**STATED TASK**
Produce an exact copy of the lines from the line that contains "Pick out every instance of the red knit" to the end of the listing below.

[Object pointing dataset rows]
>>>>
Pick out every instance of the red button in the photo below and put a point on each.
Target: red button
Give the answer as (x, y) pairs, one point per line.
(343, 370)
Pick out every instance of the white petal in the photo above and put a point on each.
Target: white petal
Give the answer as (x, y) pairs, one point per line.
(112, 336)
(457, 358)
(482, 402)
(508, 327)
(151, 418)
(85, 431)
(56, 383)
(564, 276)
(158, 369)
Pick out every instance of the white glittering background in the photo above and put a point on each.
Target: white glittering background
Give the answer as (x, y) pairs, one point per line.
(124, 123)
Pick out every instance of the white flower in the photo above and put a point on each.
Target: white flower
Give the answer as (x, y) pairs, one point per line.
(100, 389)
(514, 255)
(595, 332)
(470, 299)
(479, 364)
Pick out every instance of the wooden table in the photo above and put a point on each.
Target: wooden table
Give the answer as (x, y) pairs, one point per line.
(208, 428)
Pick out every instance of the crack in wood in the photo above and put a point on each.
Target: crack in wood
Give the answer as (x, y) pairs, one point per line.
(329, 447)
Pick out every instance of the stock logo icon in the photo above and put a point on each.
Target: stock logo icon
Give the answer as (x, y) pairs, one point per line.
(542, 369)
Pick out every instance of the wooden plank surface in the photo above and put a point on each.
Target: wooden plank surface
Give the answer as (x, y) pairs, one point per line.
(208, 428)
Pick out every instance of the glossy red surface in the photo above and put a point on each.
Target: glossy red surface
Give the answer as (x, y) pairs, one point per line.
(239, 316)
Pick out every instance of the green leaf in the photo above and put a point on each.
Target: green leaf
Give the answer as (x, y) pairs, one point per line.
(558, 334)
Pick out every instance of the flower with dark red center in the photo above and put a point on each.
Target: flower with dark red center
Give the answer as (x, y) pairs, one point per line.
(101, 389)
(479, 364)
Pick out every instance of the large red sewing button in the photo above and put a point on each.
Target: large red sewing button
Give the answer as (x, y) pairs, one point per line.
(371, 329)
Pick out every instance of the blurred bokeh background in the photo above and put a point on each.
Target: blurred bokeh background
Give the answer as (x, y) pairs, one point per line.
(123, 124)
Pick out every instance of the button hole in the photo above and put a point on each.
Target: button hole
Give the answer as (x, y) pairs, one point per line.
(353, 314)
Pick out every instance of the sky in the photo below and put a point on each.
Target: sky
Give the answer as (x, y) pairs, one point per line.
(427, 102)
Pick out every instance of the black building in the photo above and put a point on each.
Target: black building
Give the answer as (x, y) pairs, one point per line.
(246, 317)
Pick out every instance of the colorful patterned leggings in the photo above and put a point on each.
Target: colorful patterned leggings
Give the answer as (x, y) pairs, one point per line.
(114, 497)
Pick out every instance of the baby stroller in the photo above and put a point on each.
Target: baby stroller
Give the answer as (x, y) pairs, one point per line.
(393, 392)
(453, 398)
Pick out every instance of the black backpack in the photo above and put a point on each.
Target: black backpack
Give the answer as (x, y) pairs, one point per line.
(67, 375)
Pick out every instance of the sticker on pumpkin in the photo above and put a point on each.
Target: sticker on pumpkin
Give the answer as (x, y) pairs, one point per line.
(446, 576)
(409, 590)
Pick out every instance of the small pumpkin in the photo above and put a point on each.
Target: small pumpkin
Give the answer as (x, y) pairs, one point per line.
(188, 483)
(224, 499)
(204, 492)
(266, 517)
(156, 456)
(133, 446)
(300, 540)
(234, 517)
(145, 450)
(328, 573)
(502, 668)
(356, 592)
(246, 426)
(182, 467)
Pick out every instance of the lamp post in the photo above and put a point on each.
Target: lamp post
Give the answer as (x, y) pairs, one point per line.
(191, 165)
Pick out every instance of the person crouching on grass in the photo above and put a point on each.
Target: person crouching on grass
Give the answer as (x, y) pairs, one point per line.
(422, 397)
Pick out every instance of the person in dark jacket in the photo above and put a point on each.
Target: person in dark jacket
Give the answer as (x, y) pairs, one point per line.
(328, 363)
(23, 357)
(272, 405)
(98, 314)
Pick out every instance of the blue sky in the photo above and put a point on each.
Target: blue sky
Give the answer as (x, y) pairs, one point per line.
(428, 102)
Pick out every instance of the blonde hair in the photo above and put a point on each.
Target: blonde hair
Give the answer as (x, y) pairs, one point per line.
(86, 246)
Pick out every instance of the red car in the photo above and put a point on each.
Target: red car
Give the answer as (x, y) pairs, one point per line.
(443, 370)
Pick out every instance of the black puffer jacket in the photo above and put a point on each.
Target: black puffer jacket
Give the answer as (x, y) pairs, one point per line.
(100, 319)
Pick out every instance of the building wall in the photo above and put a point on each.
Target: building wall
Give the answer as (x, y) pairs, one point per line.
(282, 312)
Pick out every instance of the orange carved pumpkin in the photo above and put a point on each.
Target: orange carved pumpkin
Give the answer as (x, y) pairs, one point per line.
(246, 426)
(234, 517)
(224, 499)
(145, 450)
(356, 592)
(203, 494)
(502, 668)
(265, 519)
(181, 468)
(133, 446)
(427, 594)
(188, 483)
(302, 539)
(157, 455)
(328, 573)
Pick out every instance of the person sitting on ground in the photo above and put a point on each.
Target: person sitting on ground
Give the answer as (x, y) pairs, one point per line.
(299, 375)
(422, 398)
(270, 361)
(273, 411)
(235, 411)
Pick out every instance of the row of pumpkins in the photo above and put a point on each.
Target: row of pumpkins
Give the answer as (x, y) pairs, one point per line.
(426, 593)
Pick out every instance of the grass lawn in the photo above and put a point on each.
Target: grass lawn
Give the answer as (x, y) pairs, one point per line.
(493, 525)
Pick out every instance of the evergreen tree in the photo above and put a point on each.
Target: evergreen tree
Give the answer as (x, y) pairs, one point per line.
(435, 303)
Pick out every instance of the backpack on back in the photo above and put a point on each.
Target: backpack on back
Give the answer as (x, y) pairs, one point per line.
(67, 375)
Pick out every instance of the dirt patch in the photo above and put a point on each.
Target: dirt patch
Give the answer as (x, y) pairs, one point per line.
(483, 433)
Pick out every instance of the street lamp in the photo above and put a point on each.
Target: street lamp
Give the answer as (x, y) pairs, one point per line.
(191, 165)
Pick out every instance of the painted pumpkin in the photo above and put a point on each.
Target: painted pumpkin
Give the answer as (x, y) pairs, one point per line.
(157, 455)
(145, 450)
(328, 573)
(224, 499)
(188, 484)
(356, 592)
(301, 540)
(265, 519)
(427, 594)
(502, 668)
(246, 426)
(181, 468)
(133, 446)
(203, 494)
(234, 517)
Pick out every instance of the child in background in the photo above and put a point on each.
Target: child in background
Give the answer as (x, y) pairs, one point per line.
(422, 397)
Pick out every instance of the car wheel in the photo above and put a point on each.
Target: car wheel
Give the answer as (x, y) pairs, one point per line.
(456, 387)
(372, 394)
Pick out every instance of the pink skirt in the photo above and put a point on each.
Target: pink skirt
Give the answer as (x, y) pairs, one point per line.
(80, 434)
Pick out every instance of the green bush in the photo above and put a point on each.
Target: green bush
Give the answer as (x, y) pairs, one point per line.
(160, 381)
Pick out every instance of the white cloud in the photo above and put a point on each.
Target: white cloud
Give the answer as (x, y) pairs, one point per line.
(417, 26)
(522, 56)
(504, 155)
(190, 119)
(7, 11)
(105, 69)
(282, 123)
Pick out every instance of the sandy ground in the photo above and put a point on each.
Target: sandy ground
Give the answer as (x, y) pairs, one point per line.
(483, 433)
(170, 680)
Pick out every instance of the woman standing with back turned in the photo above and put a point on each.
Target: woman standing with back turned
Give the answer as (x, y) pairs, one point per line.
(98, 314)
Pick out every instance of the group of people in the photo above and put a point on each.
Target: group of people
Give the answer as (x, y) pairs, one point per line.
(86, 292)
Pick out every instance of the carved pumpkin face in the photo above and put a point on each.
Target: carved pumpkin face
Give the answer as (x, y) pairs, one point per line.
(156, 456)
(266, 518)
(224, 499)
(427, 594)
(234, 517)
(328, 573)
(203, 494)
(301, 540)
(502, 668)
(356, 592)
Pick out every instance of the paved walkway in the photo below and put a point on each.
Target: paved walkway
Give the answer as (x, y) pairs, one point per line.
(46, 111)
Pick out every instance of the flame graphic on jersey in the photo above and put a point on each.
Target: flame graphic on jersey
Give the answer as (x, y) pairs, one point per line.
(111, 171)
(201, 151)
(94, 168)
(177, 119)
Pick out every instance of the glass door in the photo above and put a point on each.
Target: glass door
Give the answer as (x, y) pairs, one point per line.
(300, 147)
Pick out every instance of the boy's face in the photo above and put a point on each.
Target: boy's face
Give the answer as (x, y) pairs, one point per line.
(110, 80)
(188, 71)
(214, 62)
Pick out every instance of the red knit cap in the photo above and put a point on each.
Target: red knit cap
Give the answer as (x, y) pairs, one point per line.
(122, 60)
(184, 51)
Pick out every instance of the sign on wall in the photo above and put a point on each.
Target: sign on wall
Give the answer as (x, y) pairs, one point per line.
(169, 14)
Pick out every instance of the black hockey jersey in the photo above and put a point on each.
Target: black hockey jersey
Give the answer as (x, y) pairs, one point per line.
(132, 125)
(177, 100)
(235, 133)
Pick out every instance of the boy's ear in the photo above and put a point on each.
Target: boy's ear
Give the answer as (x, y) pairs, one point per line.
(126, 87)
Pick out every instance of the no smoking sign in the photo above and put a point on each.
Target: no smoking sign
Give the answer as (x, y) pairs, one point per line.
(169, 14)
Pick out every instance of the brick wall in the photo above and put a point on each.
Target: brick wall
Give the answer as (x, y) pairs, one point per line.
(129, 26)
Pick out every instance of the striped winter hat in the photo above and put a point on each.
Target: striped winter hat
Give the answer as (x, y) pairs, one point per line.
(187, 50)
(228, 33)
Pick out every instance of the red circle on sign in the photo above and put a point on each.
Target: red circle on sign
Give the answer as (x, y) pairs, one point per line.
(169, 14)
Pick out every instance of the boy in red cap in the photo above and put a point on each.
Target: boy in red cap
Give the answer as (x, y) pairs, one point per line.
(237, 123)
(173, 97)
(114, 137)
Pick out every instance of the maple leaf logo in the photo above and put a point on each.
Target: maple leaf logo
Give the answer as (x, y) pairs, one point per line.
<<<<
**TASK ANSWER**
Pick out every instance of the red knit cap in the photo above and put a point on each.
Target: red knit cap
Give the answer as (x, y) pairs, one point per line.
(122, 60)
(184, 51)
Pick out every instance of the sign on wall in the photo above and put a point on each.
Target: sign on wall
Give the answer as (x, y) pairs, one point per line.
(169, 14)
Pick out every instance of the black hockey jersey in the photo above and put a point on each.
Target: black hockey jersey
Give the answer as (x, y) pairs, one point per line.
(132, 125)
(177, 100)
(235, 133)
Pick out every instance of the boy's ear in the photo above and put a point on each.
Target: boy's ear
Give the answer as (x, y) pairs, one point per line.
(126, 87)
Pick out every instance of the no smoking sign in the photo above and put a point on each.
Target: no smoking sign
Give the answer as (x, y) pairs, one point per line.
(169, 14)
Pick out every instance of the brick wall in the photo above and put a point on each.
Target: brick wall
Give the answer as (x, y) pairs, one point per line.
(129, 26)
Pick out every instance of the striped winter hat in the photo above and put a point on each.
Target: striped winter hat
Give the answer as (x, y) pairs, one point per line.
(187, 50)
(228, 33)
Pick out every instance of the red circle on sign in the photo above and put a point on each.
Target: red circle on sign
Give the answer as (x, y) pairs, one point per line.
(169, 14)
Pick out every instance of the boy in red cap in the photo above and put a point on each.
Target: boy in red cap
Give the answer as (x, y) pairs, one point per line.
(237, 123)
(173, 97)
(114, 137)
Pick out every instance of the maple leaf logo in the photo above and put a point on each.
Target: maple leaf logo
Give the answer as (x, y) pairs, one point per line.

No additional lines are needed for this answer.